RECORDS SUPPLIED:
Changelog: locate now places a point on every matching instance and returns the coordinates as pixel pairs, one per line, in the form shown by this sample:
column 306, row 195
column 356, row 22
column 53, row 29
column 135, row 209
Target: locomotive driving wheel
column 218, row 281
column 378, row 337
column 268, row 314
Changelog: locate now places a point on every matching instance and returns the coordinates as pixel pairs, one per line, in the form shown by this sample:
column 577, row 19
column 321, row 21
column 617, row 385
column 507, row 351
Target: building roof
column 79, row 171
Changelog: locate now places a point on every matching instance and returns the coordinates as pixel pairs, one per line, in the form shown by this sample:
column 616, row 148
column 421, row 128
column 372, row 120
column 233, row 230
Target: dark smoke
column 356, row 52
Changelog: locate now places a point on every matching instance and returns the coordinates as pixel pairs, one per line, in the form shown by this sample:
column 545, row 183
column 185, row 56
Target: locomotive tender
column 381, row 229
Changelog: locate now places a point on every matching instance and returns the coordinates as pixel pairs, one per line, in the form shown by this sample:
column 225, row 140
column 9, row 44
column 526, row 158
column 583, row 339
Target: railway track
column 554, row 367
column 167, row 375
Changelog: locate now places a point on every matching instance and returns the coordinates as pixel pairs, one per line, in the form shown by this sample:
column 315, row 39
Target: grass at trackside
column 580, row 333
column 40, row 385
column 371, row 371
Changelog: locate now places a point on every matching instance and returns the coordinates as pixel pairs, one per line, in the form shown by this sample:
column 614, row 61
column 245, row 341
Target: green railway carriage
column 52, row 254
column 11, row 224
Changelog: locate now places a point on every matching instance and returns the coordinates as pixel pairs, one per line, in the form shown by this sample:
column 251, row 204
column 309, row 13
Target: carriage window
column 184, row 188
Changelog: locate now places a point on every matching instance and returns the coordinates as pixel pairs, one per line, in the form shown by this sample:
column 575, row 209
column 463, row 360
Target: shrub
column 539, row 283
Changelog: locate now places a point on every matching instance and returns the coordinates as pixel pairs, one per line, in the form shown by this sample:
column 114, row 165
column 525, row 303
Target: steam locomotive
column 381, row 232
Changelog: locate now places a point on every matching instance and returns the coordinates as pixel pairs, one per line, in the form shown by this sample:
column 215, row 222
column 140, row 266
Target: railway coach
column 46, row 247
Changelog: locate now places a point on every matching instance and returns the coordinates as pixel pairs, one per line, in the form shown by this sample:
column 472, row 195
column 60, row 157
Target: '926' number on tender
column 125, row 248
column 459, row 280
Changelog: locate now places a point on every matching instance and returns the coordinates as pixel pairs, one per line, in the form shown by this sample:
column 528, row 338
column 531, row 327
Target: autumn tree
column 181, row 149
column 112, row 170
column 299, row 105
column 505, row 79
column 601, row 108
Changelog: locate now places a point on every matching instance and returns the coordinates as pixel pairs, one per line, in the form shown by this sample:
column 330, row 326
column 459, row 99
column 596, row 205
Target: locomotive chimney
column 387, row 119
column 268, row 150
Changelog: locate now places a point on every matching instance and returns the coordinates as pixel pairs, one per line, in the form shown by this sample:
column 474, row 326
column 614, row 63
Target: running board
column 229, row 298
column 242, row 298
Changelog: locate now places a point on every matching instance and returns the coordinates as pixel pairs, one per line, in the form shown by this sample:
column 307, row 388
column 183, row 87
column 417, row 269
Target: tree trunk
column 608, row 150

WHAT THE TASK REQUIRES: Reproduce the stretch of the listing from its very beginning through the line that contains "column 79, row 171", both ends included, keeping every line exactly as it appears.

WRITTEN ANSWER:
Changelog: locate now places a point on every matching instance and returns the coordinates as pixel pairs, one per line, in the form shown by this sample:
column 306, row 195
column 356, row 22
column 53, row 29
column 135, row 209
Target: locomotive driving wheel
column 218, row 281
column 378, row 337
column 268, row 314
Changelog: locate now places a point on every matching instance and returns the coordinates as pixel pairs, one per line, in the form shown by this sample:
column 577, row 19
column 321, row 21
column 617, row 385
column 507, row 351
Target: building roof
column 79, row 171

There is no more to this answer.